● **WHAT NEEDS TO BE DONE**:
Copy out every one of the entries below word for word.

● **INPUT**:
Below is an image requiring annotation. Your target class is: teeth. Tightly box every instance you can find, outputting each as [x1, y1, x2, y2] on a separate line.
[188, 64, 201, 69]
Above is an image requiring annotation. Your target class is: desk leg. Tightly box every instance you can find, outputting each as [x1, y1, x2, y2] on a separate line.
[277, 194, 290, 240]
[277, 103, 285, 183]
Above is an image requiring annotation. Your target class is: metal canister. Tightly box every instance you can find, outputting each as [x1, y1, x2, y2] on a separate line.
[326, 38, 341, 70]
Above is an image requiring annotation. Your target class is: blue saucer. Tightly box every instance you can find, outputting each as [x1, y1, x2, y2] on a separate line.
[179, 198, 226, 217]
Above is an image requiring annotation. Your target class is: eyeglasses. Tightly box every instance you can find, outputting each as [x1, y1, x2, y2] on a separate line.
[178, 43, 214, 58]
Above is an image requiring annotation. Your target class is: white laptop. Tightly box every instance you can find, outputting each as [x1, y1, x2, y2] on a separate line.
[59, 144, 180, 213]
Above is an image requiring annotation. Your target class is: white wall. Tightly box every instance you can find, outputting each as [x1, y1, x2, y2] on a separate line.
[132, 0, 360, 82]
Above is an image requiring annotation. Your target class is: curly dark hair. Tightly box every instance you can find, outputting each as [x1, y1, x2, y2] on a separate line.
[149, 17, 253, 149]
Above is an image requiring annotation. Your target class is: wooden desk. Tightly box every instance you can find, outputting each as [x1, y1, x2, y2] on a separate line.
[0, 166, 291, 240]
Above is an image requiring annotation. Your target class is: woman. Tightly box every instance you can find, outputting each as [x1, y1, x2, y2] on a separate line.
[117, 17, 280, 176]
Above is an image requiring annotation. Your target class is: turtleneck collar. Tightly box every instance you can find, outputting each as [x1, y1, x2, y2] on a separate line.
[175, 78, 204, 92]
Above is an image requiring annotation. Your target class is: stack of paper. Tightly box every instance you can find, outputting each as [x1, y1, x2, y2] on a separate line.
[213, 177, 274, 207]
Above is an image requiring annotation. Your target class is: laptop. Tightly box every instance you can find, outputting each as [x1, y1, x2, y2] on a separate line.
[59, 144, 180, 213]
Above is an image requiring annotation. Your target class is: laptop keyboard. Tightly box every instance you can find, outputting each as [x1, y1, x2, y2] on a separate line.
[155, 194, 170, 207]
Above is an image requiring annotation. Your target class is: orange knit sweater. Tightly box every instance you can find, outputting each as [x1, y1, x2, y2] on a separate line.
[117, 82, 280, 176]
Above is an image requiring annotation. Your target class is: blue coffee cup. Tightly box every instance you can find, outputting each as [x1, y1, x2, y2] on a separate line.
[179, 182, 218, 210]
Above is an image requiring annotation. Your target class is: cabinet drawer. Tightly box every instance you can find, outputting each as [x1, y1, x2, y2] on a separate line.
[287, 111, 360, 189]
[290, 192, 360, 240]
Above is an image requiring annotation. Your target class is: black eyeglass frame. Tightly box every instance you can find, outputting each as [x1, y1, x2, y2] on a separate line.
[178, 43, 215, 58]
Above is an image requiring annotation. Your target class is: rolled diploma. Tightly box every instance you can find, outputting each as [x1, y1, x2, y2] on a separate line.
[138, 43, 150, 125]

● **COMPLETE OUTPUT**:
Below is an image requiring annotation. Your target class is: teeth. Tightly box every instance you can find, outputting each as [x1, y1, x2, y2] on a separate line.
[188, 64, 201, 69]
Above is an image requiring annotation. Your target class is: desk leg. Tightly box every instance you can find, outputting each as [x1, y1, x2, y2] on a separate line.
[277, 194, 290, 240]
[277, 103, 285, 183]
Above is an image requiring annotation. Your target class is: metal canister. Tightly box every instance you can find, outputting each as [x1, y1, x2, y2] on a separate line.
[326, 38, 341, 70]
Above is an image requiring annotation. Your target class is: blue saucer. Tightly box every instance you can find, outputting each as [x1, y1, x2, y2] on a separate line.
[179, 198, 226, 217]
Above is an image requiring annotation. Your target class is: eyeglasses. Tightly box every instance you can find, outputting each as [x1, y1, x2, y2] on a separate line.
[178, 43, 214, 58]
Above is an image requiring annotation. Your target class is: white laptop. Tightly box every instance you can find, outputting each as [x1, y1, x2, y2] on a separate line.
[59, 144, 180, 213]
Above is an image requiring annotation. Your target class is: white wall. Tightly box every instance you can find, outputting each as [x1, y1, x2, y2] on a separate line.
[132, 0, 360, 82]
Above is an image requiring annotation. Your target class is: curly dark hair. Tightly box every instance you can find, outputting each as [x1, y1, x2, y2] on a separate line.
[149, 17, 253, 149]
Above is an image requiring annotation. Your target class is: wooden desk. Tightly box every instance you can find, outputting each as [x1, y1, x2, y2] on a separate line.
[0, 166, 291, 240]
Above is an image requiring annotation. Your target class is: woman. Tightly box every instance you can find, outputting each as [x1, y1, x2, y2] on a separate line.
[117, 17, 280, 176]
Above is an image requiring annotation. Your target class is: turtleneck collar. Tightly box every instance you can find, outputting each as [x1, y1, x2, y2] on a separate line.
[175, 78, 204, 92]
Above is an image requiring annotation. Your target class is: stack of paper. Tightly box every instance you can find, outputting each as [x1, y1, x2, y2] on a separate line.
[213, 177, 274, 207]
Above is an image requiring annotation. Your target class is: laptop. Tightly box every instance you can find, outputting each as [x1, y1, x2, y2] on a separate line.
[59, 144, 180, 213]
Above is an image requiring annotation. Your target class is: laptop keyboard. Tightly box every instance you can find, outputting each as [x1, y1, x2, y2] on a separate line.
[155, 194, 170, 207]
Above is an image requiring annotation. Your target class is: orange knit sweater. Tightly box every instance you can find, outputting each as [x1, y1, x2, y2] on a separate line.
[117, 82, 280, 176]
Above is an image requiring annotation. Your target class is: blue coffee cup. Tightly box every instance you can find, outputting each as [x1, y1, x2, y2] on a separate line.
[179, 182, 218, 210]
Above is an image requiring annotation. Your target class is: cabinet drawer. Tightly box every instance you can find, outputting each as [x1, y1, x2, y2] on a separate line.
[287, 111, 360, 189]
[290, 192, 360, 240]
Above is an image requiring annotation. Your target class is: black eyeglass frame. Tightly box every instance you can find, outputting each as [x1, y1, x2, y2] on a separate line.
[178, 43, 215, 58]
Above is an image requiring annotation. Your target class is: rolled diploma. Tightly box every instance you can find, outputting each as [x1, y1, x2, y2] on a separate line.
[138, 43, 150, 125]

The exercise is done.